Task details ▸ Every line of the material should be output exactly as written.

===== Input data =====

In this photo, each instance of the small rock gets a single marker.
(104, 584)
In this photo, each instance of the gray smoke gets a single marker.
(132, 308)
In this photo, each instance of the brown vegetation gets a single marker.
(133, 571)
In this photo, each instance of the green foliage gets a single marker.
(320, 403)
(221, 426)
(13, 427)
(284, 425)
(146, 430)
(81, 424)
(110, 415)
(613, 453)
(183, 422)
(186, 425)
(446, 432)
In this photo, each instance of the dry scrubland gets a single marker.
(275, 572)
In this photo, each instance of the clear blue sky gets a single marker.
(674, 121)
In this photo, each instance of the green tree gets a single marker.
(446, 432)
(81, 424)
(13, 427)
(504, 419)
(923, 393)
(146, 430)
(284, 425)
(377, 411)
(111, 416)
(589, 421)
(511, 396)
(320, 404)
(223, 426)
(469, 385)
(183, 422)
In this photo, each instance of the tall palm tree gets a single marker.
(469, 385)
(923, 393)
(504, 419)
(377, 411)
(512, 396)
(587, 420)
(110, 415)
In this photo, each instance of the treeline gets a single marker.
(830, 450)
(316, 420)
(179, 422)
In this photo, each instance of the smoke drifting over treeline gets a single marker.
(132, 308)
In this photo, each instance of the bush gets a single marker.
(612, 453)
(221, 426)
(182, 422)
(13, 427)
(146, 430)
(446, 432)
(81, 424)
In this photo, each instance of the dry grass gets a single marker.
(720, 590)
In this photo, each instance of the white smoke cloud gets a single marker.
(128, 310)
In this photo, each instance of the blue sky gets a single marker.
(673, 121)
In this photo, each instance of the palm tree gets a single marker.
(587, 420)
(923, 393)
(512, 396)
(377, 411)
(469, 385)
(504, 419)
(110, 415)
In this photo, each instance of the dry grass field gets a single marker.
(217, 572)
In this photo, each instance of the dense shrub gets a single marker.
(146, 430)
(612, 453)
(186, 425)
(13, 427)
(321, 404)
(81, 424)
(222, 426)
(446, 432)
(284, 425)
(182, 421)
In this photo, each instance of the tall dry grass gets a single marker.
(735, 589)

=====

Completed task ▸
In this photo, each instance of the small rock gets a single marker.
(104, 584)
In this photo, each instance of the gray smoke gets a single marker.
(132, 308)
In this photo, each instance of the brown vegetation gets a single marker.
(133, 571)
In this photo, each instance of the green foliage gets a single marker.
(320, 403)
(221, 426)
(13, 427)
(284, 425)
(146, 430)
(81, 424)
(110, 415)
(613, 453)
(183, 422)
(186, 425)
(446, 432)
In this photo, each instance of the dry scrubland gets a single marker.
(275, 572)
In this photo, each instance of the clear blue sky gets a single marker.
(674, 121)
In this photo, each instance of the green tree gets a single marker.
(446, 432)
(81, 424)
(13, 427)
(504, 419)
(923, 393)
(146, 430)
(284, 425)
(377, 411)
(111, 416)
(589, 421)
(511, 396)
(320, 404)
(223, 426)
(469, 385)
(183, 422)
In this photo, each instance of the tall palm tree gets a single marker.
(469, 385)
(923, 393)
(504, 419)
(377, 411)
(512, 396)
(587, 420)
(110, 415)
In this photo, each instance of the treeline gets a single marker.
(830, 450)
(316, 420)
(179, 422)
In this photo, each instance of the smoke drifting over treeline gets a single marker.
(132, 308)
In this photo, each instance of the bush gets a single marker.
(612, 453)
(221, 426)
(182, 422)
(13, 427)
(146, 430)
(446, 432)
(81, 424)
In this photo, each instance of the dry grass gets a single marker.
(720, 590)
In this photo, each instance of the white smoke cloud gets a single marker.
(128, 310)
In this photo, each instance of the blue sky gets a single marker.
(673, 121)
In this photo, each instance of the palm tree gets a single marker.
(587, 420)
(923, 393)
(512, 396)
(377, 411)
(469, 385)
(504, 419)
(110, 415)
In this photo, each instance of the dry grass field gets a single marker.
(217, 572)
In this photo, each instance of the dense shrub gets a single marker.
(146, 430)
(612, 453)
(186, 425)
(13, 427)
(321, 404)
(81, 424)
(222, 426)
(446, 432)
(284, 425)
(182, 421)
In this photo, each instance of the tall dry grass gets a single marker.
(735, 589)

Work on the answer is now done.